PROVIDED TEXT »
·····

As a recovery advocate, the morality against using drugs inherent in the name rankled, but pleas to senior managers to change the name of the service fell on deaf ears.

I felt as if I’d returned to the dark ages. Thirty years after embracing the use of methadone as a solution to the destruction being wrought on the young people of the Gorbals and Possil by heroin, temazepam and alcohol, I was shocked to see that there were still hundreds of people on methadone scripts three decades in and counting.

The National:

People offered five-minute reviews once a week, with no effective recovery programmes. Long-term methadone users still walking and talking in the same way they did when bouncing around Glasgow city centre hustling for a “tenner bag”, arguing with hardened addiction nurses about whether or not they’d turned up 10 minutes late for their script and whether or not they’d forfeited the “right” to receive it.

It was like stepping into a time warp, and it got worse. People with severe drug problems have a range of issues, from severe trauma and PTSD, to personality disorder, isolation, multiple bereavements and homelessness.

Not every person suffers these problems – many people can and do recover with minimal intervention, and many recover without any professional intervention at all.

But we dealt mostly with those who could not. Day in and day out our requests to mental health services to treat people were met with refusal. “There’s nothing we can do until they’re abstinent”. Bundles of GP referrals posted to community mental health services would be sent on to my service with no covering letter. Nobody wanted to work with “our people”. “They” were too difficult. And so “they” continued to die.

READ MORE: Pete Wishart: Scotland should look to Portugal to tackle drug deaths

I DIDN’T see this mentioned anywhere in the thousands of words written this week about our second “National Emergency”.

In 2016, it was estimated that more than 34,500 people in Scotland had Hepatitis C, a life-threatening liver disease made worse by alcohol consumption and poor diet.

The cost of treating this disease has fallen by 12.5% in recent years, and the side effects of treatment for the individual have become less harsh. Yet attempts to treat people, particularly those with unsettled lives, are still falling woefully short of stated Scottish Government targets.

Oh and there’s that other “National Emergency”... homelessness.

Glasgow City Council has been in “statutory failure” over their homeless provision for 10 years. This means that they are deemed as having broken the law, by Scotland’s Housing Regulator. Failure.

In order to be able to contemplate recovery from serious drug and alco-hol problems, you need a stable base. What chance to people have to recover from abuse, violence, the ravages of perhaps 30 years of drug use, if they don’t have a home?

The suggested drug consumption rooms alone won’t solve this problem. The much vaunted “Housing First” programme won’t solve it. Joint health and social care boards have only re-medicalised the issues and eroded the provision of essential interventions which motivate people to change harmful behaviours.

The latest gathering of the great and the good of the professional drugs world won’t come up with anything new.

There is no magic wand. Here’s my view of what might give us a chance of eradicating this national shame.

1. From the figures the Scottish Government currently gather, estimate the number of people thought to be at risk from drug-related death.

2. Mandate every health and social care partnership board to offer every aspect of physical and mental health care and every local authority to offer housing and financial support/income maximisation to people deemed at risk of a drug-related death.

3. Make “services” fit the person and configure them to be flexible enough to follow the vulnerable person around until they can benefit from what treatment has to offer. No judgement, no refusal. Just do it.

4. Punish refusals to treat the vulnerable by hitting authorities where it hurts, no matter how politically unpopular this might be. Stop rewarding failure. While the great and the good pick up their MBEs and knighthoods, people at the bottom of society’s pile continue to die.

·····

STORED DATA »
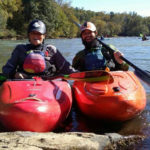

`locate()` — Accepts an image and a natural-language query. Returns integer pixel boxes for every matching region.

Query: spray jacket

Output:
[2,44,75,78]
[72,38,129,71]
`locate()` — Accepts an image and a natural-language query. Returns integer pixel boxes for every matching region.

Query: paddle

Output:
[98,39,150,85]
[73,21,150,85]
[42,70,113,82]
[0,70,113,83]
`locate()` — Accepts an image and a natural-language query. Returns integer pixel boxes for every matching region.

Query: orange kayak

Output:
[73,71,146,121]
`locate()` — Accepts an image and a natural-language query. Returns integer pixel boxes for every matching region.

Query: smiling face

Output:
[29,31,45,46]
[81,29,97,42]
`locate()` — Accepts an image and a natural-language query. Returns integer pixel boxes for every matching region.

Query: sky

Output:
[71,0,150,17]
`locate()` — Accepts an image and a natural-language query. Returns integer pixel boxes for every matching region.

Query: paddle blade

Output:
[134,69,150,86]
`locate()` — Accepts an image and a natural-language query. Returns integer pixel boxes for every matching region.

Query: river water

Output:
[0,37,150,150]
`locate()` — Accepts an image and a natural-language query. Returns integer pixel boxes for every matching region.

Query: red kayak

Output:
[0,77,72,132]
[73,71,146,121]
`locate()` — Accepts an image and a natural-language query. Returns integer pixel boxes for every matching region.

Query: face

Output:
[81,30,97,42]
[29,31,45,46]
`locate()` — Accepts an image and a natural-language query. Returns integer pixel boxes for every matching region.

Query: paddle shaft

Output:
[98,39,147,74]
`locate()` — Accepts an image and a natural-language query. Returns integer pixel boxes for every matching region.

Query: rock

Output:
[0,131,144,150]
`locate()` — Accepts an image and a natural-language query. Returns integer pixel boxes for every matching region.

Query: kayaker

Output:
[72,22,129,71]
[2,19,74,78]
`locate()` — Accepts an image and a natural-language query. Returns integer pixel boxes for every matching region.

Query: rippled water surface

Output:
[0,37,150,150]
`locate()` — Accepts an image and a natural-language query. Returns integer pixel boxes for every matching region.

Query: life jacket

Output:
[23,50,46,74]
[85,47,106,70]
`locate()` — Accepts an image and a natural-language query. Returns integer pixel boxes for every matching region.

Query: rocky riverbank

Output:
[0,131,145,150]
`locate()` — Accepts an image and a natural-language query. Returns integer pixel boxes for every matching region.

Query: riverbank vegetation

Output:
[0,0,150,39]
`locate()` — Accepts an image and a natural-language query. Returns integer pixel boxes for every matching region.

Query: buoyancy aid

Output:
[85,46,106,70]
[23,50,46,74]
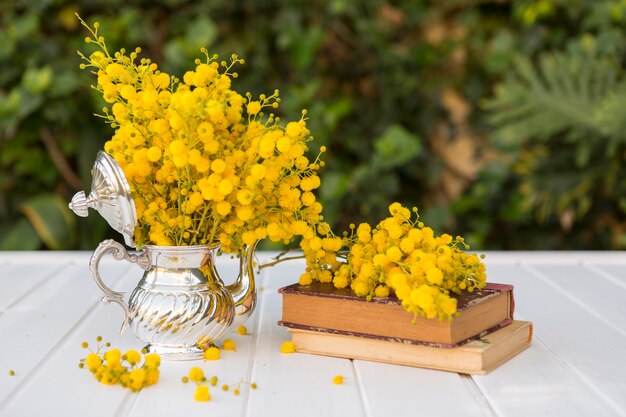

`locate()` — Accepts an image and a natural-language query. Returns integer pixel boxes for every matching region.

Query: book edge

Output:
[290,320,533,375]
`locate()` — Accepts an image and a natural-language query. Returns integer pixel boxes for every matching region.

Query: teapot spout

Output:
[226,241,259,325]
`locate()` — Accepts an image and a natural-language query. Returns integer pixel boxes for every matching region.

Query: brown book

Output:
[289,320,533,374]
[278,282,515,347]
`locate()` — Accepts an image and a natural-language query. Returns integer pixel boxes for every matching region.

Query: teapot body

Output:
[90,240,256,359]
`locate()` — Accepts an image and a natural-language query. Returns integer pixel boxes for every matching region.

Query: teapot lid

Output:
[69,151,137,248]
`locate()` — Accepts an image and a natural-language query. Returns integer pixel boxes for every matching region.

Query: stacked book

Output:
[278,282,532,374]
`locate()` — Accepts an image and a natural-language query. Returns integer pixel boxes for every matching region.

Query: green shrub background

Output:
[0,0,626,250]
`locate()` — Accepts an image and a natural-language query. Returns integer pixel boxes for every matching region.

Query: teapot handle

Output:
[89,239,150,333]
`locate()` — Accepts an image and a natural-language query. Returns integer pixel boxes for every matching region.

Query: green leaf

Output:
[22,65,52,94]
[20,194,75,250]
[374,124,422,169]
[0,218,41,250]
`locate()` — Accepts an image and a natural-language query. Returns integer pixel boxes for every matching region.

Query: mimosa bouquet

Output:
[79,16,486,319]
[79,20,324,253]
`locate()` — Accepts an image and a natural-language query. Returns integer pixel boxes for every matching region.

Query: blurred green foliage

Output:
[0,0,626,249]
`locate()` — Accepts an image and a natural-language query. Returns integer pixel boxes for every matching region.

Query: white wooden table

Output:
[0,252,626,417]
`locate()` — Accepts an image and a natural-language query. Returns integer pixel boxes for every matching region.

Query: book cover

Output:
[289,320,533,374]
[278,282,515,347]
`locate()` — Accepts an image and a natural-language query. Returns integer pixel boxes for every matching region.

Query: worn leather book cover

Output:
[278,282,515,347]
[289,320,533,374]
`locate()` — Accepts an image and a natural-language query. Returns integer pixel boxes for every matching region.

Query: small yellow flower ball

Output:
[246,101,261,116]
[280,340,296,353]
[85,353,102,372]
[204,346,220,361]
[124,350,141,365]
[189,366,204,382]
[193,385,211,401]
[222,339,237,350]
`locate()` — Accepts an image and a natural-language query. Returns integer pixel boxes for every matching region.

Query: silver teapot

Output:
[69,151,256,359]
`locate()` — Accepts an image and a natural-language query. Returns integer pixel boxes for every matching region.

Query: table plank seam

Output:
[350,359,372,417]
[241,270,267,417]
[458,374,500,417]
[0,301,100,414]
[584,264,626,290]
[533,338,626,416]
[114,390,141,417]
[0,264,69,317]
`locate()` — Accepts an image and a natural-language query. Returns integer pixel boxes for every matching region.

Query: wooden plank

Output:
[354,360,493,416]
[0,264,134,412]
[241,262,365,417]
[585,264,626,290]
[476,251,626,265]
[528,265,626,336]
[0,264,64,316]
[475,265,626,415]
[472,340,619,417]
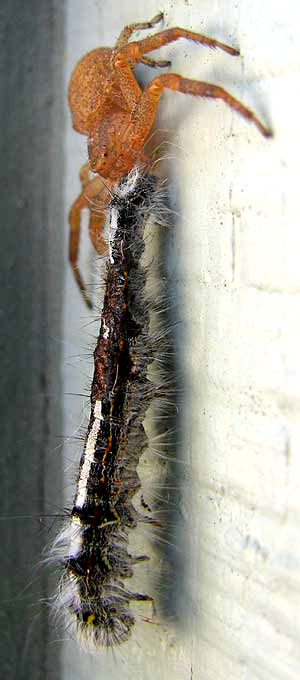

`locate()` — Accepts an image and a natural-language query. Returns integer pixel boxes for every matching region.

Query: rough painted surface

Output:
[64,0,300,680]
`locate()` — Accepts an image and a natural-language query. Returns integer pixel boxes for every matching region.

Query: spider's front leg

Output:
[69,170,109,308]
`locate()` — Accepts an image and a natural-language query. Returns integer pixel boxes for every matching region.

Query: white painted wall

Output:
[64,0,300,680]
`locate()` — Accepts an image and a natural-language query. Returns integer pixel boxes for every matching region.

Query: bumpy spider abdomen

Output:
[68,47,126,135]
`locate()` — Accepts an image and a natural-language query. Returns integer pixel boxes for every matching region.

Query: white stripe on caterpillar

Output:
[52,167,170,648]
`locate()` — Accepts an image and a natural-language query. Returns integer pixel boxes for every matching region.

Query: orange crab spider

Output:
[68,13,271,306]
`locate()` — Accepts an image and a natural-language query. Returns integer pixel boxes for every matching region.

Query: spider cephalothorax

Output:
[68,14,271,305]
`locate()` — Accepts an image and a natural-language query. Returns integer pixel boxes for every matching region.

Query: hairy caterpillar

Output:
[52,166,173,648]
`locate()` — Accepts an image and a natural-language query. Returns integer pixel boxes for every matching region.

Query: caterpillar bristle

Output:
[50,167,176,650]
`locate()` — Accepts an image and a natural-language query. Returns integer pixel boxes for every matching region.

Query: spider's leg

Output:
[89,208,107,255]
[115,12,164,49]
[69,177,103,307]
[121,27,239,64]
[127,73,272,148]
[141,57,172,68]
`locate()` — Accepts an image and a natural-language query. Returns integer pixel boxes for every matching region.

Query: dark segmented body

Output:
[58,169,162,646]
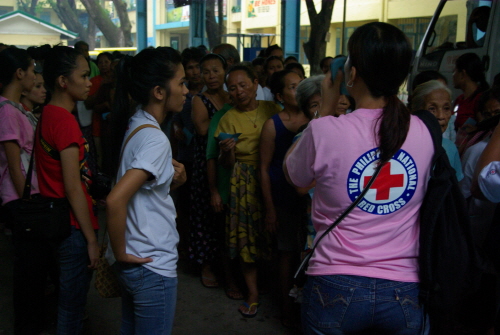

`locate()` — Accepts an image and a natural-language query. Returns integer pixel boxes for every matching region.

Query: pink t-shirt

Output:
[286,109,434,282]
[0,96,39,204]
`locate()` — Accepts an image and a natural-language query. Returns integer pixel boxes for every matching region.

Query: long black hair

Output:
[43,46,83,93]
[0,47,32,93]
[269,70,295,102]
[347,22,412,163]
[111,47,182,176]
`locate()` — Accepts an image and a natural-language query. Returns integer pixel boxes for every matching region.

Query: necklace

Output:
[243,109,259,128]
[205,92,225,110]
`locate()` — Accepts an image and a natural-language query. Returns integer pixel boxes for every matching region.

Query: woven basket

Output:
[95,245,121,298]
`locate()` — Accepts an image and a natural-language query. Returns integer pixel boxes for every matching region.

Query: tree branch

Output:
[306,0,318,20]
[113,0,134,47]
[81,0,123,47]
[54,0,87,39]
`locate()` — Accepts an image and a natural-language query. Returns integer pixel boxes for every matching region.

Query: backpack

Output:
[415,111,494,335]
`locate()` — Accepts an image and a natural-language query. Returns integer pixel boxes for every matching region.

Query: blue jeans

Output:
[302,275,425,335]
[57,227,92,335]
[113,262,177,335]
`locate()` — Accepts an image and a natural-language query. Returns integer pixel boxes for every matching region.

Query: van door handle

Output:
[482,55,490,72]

·····

EXERCISE INSTRUCTIONS »
1. In the drug deaths article, rewrite the stretch from "It was like" through "bereavements and homelessness.", substituting "museum" for "time warp".
2. According to the drug deaths article, what issues do people with severe drug problems have?
3. Answer these questions from the drug deaths article:
(a) How many people in Scotland were estimated to have Hepatitis C in 2016?
(b) By how much has the cost of treating Hepatitis C fallen in recent years?
(c) For how long has Glasgow City Council been in "statutory failure" over its homeless provision?

ANSWERS IN ORDER »
1.
It was like stepping into a museum, and it got worse. People with severe drug problems have a range of issues, from severe trauma and PTSD, to personality disorder, isolation, multiple bereavements and homelessness.

2.
- Severe trauma
- PTSD
- Personality disorder
- Isolation
- Multiple bereavements
- Homelessness

3.
(a) More than 34,500
(b) By 12.5%
(c) For 10 years